MATERIALS PROVIDED -
┄┄┄┄┄┄

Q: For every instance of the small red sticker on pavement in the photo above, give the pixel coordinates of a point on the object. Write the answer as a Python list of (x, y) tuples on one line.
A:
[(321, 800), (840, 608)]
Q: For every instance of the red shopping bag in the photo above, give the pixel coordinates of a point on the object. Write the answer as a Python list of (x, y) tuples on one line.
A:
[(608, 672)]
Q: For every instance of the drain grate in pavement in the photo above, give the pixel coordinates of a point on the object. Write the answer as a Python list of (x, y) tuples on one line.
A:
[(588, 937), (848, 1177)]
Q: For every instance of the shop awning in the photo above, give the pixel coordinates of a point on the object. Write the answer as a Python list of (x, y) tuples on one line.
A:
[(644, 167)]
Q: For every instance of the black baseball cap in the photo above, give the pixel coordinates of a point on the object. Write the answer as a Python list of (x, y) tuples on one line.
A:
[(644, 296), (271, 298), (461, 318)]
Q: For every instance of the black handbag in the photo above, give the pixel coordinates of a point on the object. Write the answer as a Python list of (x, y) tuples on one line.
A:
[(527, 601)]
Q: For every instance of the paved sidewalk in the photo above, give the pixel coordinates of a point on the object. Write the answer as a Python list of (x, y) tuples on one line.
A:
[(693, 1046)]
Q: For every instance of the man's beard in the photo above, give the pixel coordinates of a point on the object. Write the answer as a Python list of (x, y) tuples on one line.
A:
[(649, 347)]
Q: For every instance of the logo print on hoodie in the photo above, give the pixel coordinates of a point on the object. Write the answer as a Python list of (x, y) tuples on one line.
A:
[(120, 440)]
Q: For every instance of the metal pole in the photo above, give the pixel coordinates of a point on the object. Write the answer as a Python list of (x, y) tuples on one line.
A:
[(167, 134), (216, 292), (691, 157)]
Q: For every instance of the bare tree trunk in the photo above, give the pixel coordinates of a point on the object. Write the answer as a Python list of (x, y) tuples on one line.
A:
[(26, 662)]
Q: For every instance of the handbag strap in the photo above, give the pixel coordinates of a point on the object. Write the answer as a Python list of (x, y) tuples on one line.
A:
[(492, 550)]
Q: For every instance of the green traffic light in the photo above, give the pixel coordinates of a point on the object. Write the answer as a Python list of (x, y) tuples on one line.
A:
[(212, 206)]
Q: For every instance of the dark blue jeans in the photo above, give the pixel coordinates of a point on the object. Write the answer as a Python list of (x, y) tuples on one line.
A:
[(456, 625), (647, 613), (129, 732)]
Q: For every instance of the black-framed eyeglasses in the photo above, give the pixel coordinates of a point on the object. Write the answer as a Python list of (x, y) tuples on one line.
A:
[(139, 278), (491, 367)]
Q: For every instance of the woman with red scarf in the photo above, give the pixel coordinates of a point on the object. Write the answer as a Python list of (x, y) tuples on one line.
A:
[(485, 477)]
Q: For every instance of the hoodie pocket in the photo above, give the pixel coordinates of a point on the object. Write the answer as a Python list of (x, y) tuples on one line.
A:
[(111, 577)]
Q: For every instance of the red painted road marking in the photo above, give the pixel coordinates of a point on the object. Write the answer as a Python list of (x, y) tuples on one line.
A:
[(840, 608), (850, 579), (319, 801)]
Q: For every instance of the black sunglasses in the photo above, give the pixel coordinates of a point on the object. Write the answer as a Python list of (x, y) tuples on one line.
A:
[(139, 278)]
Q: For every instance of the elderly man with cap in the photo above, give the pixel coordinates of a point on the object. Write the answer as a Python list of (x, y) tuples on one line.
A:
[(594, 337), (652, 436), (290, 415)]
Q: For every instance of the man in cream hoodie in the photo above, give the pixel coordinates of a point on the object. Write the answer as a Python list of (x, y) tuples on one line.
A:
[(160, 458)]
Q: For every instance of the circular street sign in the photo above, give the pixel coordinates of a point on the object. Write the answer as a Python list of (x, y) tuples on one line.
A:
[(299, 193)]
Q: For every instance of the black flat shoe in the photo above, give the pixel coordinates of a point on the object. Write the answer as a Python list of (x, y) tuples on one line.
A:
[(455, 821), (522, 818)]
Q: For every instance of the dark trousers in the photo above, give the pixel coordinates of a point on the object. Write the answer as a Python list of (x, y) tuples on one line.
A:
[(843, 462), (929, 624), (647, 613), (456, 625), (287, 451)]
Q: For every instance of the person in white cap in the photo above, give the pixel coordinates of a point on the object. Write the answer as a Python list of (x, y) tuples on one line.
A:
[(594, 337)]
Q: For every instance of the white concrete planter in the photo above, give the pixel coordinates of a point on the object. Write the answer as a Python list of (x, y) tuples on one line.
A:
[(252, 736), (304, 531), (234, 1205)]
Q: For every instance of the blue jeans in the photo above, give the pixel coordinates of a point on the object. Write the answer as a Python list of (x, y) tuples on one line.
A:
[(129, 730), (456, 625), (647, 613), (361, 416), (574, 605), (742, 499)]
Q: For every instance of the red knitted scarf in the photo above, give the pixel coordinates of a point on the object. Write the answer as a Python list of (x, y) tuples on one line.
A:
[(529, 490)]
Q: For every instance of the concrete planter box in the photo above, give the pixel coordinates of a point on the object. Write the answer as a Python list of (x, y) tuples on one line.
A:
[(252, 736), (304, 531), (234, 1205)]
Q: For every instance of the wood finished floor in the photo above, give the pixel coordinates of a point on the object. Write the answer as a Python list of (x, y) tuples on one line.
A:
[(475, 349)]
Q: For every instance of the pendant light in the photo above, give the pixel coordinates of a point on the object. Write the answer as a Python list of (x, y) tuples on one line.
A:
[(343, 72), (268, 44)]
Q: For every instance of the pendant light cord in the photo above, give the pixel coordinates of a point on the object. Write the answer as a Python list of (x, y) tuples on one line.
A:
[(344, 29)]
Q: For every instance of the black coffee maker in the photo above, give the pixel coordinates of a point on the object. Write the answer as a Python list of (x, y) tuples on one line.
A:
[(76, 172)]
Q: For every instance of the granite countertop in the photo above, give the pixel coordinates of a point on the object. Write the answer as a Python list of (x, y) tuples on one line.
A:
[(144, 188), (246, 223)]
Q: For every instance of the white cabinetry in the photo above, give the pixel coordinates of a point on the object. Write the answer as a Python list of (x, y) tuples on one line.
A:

┄┄┄┄┄┄

GIVEN TASK - Copy all the data above, changing "pixel coordinates" to "image coordinates" wherever it appears and leaving everything else unchanged.

RESPONSE TO THE TASK -
Q: For every instance of the small red sticker on pavement in the photo above, give the image coordinates of a point on the object. Write the answer as a Python list of (x, y) tuples on one line.
A:
[(321, 800), (840, 608)]
Q: For every instance of the red shopping bag in the photo above, give the image coordinates of a point on the object. Write the answer as a Python list of (x, y) tuples on one line.
A:
[(608, 672)]
Q: For every instance of the drain grate in pavement in the photo above, give the image coordinates of a point on the object. Write the answer as a Python list of (x, y) tuples on one line.
A:
[(588, 937), (848, 1177)]
Q: For every instance of the shop awning in the photo above, give the image coordinates of a point on the object. Write the answer as a Python list of (x, y) tuples on one line.
A:
[(644, 167)]
Q: For every instance of the black baseball cap in the photo above, give the image coordinates of a point on the object. Write the answer as a Python list of (x, y) tuples on one line.
A:
[(644, 296), (271, 298), (461, 318)]
Q: For every instance of the black handbag in the photo above, give the image coordinates of a point on the object. Write the answer as a Python list of (x, y) tuples on one line.
A:
[(527, 601)]
Q: For every instance of the paved sidewalk in the photo above, give the image coordinates of a point on the object. Write the answer as a Python list of (x, y) tuples on one line.
A:
[(693, 1046)]
Q: For every instance of the man's beard in the photo above, give the image coordinates of a point on the object. Write the answer as a Python list of (x, y) tuples on one line.
A:
[(649, 347)]
Q: For every instance of the logo print on hoodie in the photo above, give the image coordinates of a point on the object. Write the answer as a Python list of (x, y) tuples on one line.
A:
[(120, 440)]
Q: For every instance of the metal pole in the photo above, give the image coordinates of a point on the object. Write the answer as a Python list of (x, y) tuples on one line.
A:
[(167, 134), (216, 292), (691, 157)]
Q: For every instance of the bare tree trunk in the photo above, give the image coordinates of a point on the object. Write the answer as a Python list of (x, y) tuples on one line.
A:
[(26, 662)]
Q: For every instance of the handbag strap in the photo above, give the image coordinates of a point on the object. Write the answer as a Python list of (x, y) tuples on one line.
A:
[(492, 550)]
Q: For every instance of the green traffic light in the photo above, give the image coordinates of a point on the object. Write the answer as a Python list of (x, y) tuples on one line.
A:
[(212, 206)]
Q: For every instance of the dark blue jeans in the photo above, give the image coordinates of a point on the object. Write the answer as a Python list of (x, y) tuples on one line.
A:
[(456, 625), (647, 613), (129, 732)]
Q: For every instance of the black-framed eyeglasses in the photo above, give the image coordinates of a point on the object. Write the answer as a Python list of (x, y) tuples on one line.
A:
[(139, 278), (491, 367)]
Q: For every instance of the woman with red scarf in the photo above, give the image coordinates of a point on the object. Write the answer as a Python list of (x, y) tuples on one line.
A:
[(485, 477)]
Q: For every instance of the hoodie pocket in the photo above, give the image coordinates of a point on the object. Write the answer as a Python list of (x, y) tuples on one line.
A:
[(111, 577)]
Q: For every instance of the red painted road marking in the photo above, give the image coordinates of a point on the object. Write the answer as a Python list of (x, y) tuples on one line.
A:
[(840, 608), (850, 579), (319, 801)]
Q: For every instance of the black sunglasses in the photo above, give the image coordinates of a point on the object. Write the answer as a Python list of (x, y) tuples on one line.
A:
[(139, 278)]
Q: For every instance of the elderly man with cap in the photo above, give the image coordinates of a point on the object. Write the answer as a Python list of (x, y) tuples on one line.
A:
[(594, 337), (652, 436), (290, 415)]
Q: For every instance of the man in cream hoodie in the photo above, give the image coordinates of a point on the object. Write the answer as a Python list of (x, y) tuples on one line.
A:
[(160, 458)]
Q: For every instance of the circular street sign in the photo above, give the image coordinates of a point on the object. Write the answer as a Python list of (x, y) tuples on one line.
A:
[(299, 193)]
Q: For every instance of the black flat shoe in the photo above, give the image coordinates of a point on the object. Write the answer as a Python list of (x, y) tuples on one line.
A:
[(455, 821), (522, 818)]
Q: For every instance of the dark trousers in the photo above, give the image coordinates of a point on the object. Write the answer as a Python list of (x, y) tuples on one line.
A:
[(843, 462), (929, 624), (647, 613), (456, 625), (287, 451)]
Q: For every instance of the person in white cap in the photo above, give the image coordinates of a point on the object. Write the answer as a Python list of (x, y) tuples on one line.
A:
[(594, 337)]
Q: For every instance of the white concrete planter in the photo above, give the image coordinates of a point on the object. Write the answer as a Python list of (x, y) tuples on one line.
A:
[(252, 736), (304, 531), (234, 1205)]
Q: For every instance of the blue jeans in the photo above, give the image coordinates of a point on the object. Write the answer as a Python list of (x, y) tuples on one line.
A:
[(129, 730), (456, 625), (647, 613), (361, 416), (574, 605), (742, 499)]
Q: For every instance of the red knitted scarf in the photo above, give the image coordinates of a point on the object. Write the answer as a Python list of (x, y) tuples on one line.
A:
[(529, 490)]
Q: For every instance of the concrete planter box in the photo above, give the image coordinates of a point on the object. Write the answer as a Python list of (x, y) tuples on one line.
A:
[(252, 736), (304, 531), (234, 1205)]
Q: For every instance of the wood finished floor in the photo above, give the image coordinates of a point on the object. Write the answer as a Python list of (x, y) tuples on one line.
A:
[(475, 349)]
Q: For every instance of the pendant light in the photo above, give the image coordinates of a point on the object. Write the answer as a Python list of (x, y) tuples on one line.
A:
[(343, 72), (268, 44)]
Q: For every instance of the pendant light cord in the photo above, give the image coordinates of a point on the object. Write the answer as a Python list of (x, y) tuples on one line.
A:
[(344, 29)]
Q: For every instance of the black coffee maker in the photo above, give the image coordinates of a point on the object. Write the answer as a Python list of (x, y) tuples on one line.
A:
[(76, 172)]
Q: For every instance of the granite countertop in the photo above, give the image coordinates of a point on the object. Write the answer as a Python list of (x, y) tuples on one line.
A:
[(144, 188), (246, 223)]
Q: For every instance of the white cabinetry in the photo above, give the image coordinates of a point on the object. Write the answer as a Python list of (x, y) tuples on one line.
A:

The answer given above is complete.